- **ARTICLE**
━━━━━━━━━━

Technically, the vessel carrying multiple-generations of travellers is known as a generation ship. Originally conceived by Konstantin E.Tsiolkovsky in his 1928 essay, “The Future of Earth and Mankind.” They have been likened to Noah’s Ark, only in space. In Sci-Fi dreaming, it represents the lesser known alternative to suspended animation. Since then different iterations of the idea has been tossed about and sometimes seriously investigated, for example in a project called A Hundred-Year Starship that had NASA involvement and also by researchers at the University of Munich in the 2011 Hyperion Project.

━━━━━━━━━━

(Collection entries)
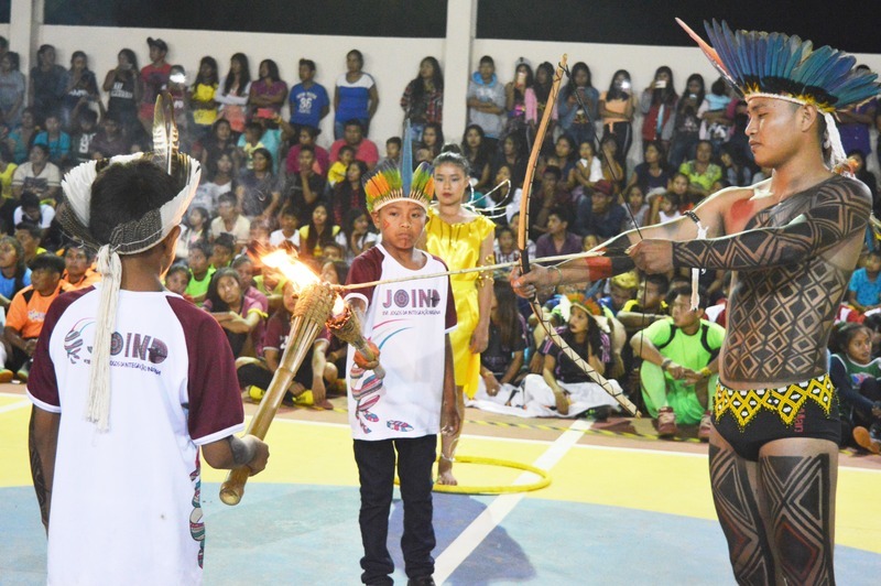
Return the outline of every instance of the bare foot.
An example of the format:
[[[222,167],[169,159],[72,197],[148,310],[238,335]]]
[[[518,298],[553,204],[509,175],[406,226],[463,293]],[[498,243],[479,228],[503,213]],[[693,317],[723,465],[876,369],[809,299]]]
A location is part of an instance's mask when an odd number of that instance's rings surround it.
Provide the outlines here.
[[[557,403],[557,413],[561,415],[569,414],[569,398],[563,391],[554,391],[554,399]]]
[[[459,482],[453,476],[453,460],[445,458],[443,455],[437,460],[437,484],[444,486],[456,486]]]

━━━━━━━━━━

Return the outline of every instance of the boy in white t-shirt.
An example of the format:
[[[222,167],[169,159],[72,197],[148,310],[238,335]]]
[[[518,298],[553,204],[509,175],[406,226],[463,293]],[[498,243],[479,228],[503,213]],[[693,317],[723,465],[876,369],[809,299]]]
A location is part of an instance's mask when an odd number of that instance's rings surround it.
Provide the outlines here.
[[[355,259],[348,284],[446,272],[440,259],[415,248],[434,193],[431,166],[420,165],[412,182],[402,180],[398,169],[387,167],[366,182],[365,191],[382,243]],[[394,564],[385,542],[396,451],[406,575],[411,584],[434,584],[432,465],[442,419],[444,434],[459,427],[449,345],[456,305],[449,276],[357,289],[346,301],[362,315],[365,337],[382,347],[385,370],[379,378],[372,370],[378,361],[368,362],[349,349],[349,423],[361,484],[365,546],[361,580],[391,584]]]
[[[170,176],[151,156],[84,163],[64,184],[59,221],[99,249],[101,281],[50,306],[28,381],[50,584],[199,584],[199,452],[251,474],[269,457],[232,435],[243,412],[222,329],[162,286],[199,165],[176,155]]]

━━━━━━━━━━

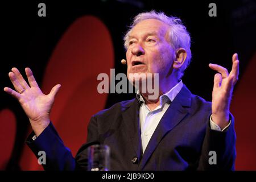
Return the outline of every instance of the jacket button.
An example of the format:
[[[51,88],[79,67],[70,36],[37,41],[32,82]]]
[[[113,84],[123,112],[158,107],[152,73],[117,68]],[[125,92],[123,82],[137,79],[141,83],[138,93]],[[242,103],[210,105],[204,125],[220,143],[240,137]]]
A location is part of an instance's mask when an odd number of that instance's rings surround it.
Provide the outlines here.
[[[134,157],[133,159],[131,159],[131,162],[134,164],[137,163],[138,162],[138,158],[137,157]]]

━━━━━━━━━━

- **WHAT YOU SHOULD DO**
Pick up the passage on generation ships after its last sentence and write what comes next.

- **REPLY TO THE TASK**
Burger touches on a few of the concerns associated with the reality of establishing a generation ship, namely the ethics of forcing a spaceship existence on individuals without thier consent and also the possibility of social breakdown on the vehicle. After a repair mishap forces the crew to hold elections, two opposing groups form — one headed by Jack (Fionn Whitehead) and the other by Christopher Rebbs (Tye Sheridan) and Sela (Lily-Rose Depp) — and a violent power struggle ensues. Much of the anger that initially leads to the schism is the result of a growing sense of being aggrieved by the fact that they were never given the choice of whether to participate in the mission.
The film has drawn comparisons to William Golding’s Lord of the Flies and in an interview with Variety, Burger readily acknowledges the similarities and the differences.
I love the book “Lord of the Flies” and I love the Peter Brook movie. Once I wrote the script, I wondered if what I was doing was what that story had done. Rather than trying to run away from it, I decided to lean into it… But it does have differences. “Lord of the Flies” is very much about those boys reverting to male British behavior involving hunting and war. In our case, the crew of young men and women have no cultural references at all. When we strip away everything, what we’re looking at is human nature in a vacuum. They’re not reverting to any cultural stereotype.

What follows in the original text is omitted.